Image region labeling records
════

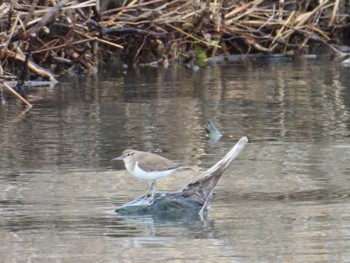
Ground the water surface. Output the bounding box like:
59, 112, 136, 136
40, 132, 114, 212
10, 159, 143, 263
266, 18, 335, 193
0, 59, 350, 262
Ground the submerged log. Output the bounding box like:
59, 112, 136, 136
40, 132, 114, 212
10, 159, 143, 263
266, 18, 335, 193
115, 137, 248, 217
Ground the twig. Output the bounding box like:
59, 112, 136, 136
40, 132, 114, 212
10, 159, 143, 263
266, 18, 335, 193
0, 79, 32, 108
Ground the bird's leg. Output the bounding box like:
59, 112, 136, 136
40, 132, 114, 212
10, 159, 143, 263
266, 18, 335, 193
151, 180, 156, 200
138, 182, 153, 199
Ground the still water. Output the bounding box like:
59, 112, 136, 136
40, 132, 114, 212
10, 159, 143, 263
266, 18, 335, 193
0, 59, 350, 262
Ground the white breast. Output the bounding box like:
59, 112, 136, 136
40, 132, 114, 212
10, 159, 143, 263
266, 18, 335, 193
126, 162, 176, 182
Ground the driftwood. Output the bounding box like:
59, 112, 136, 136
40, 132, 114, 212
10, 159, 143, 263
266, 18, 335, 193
116, 137, 248, 217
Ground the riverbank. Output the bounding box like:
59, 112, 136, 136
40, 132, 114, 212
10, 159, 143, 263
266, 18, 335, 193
0, 0, 350, 82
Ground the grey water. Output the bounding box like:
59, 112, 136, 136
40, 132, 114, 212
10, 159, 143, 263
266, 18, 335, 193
0, 59, 350, 262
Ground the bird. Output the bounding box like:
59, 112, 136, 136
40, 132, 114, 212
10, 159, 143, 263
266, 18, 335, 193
113, 149, 184, 200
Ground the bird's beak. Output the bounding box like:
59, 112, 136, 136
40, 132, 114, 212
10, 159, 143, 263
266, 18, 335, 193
112, 156, 123, 161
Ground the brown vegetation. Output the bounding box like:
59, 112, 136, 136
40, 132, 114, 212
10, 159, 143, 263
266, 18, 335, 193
0, 0, 350, 81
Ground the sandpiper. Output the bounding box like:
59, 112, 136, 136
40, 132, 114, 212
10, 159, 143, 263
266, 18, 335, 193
113, 149, 183, 200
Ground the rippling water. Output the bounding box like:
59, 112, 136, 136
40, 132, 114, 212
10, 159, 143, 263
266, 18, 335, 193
0, 57, 350, 262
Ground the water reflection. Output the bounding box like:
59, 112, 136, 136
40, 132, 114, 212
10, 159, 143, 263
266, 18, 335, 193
0, 60, 350, 262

════

## The task
Copy the records above word for word, omitting the picture.

## Result for this task
Ground the water surface. Output the bounding box like:
59, 112, 136, 136
40, 132, 114, 212
10, 159, 143, 263
266, 18, 335, 193
0, 59, 350, 262
Ground the submerged log. Output the bounding box like:
59, 112, 136, 136
40, 132, 114, 212
10, 159, 143, 263
266, 18, 335, 193
115, 137, 248, 217
Ground the twig. Output the bounding box like:
59, 112, 136, 136
40, 132, 114, 212
10, 159, 143, 263
266, 18, 335, 193
0, 79, 32, 108
Ground the bird's leg. Output the bounding box like:
59, 112, 136, 136
40, 132, 114, 212
10, 159, 143, 263
266, 18, 335, 193
151, 180, 156, 200
138, 182, 153, 199
Ground the still water. Output the bounding box like:
59, 112, 136, 136
40, 132, 114, 212
10, 159, 143, 263
266, 18, 335, 193
0, 59, 350, 262
Ground the white breast. Output the bounding box like:
59, 112, 136, 136
40, 132, 114, 212
10, 159, 143, 263
266, 18, 335, 193
126, 162, 176, 182
Ground the driftwood. Output the bounding box like:
59, 112, 136, 136
40, 132, 114, 212
10, 159, 143, 263
266, 18, 335, 193
116, 137, 248, 217
Ground the riverbank. Output the bounding box like:
59, 112, 136, 136
40, 132, 114, 212
10, 159, 143, 263
266, 18, 335, 193
0, 0, 350, 82
Ground the grey water. Output the bounding box like:
59, 112, 136, 136
40, 132, 114, 212
10, 159, 143, 263
266, 18, 335, 193
0, 59, 350, 262
Ground the bird. Output the bounding box like:
59, 112, 136, 136
40, 132, 114, 212
10, 159, 143, 263
266, 18, 335, 193
113, 149, 184, 200
Ground the bird's beak. Output the bounding box like:
59, 112, 136, 136
40, 132, 114, 212
10, 159, 143, 263
266, 18, 335, 193
112, 156, 123, 161
Ground the brown vegetation. Output the bounding box like:
59, 112, 136, 136
40, 132, 114, 212
10, 159, 143, 263
266, 18, 335, 193
0, 0, 350, 81
Ground the sandpiper. Output the bounding box like:
59, 112, 136, 136
40, 132, 114, 212
10, 159, 143, 263
266, 18, 335, 193
113, 149, 183, 200
Ground the rippling water. Output the bounding box like:
59, 112, 136, 136
40, 132, 114, 212
10, 159, 143, 263
266, 18, 335, 193
0, 57, 350, 262
Ground the water reflection. Output the bounding box like:
59, 112, 136, 136
40, 132, 114, 212
10, 159, 143, 263
266, 18, 335, 193
0, 60, 350, 262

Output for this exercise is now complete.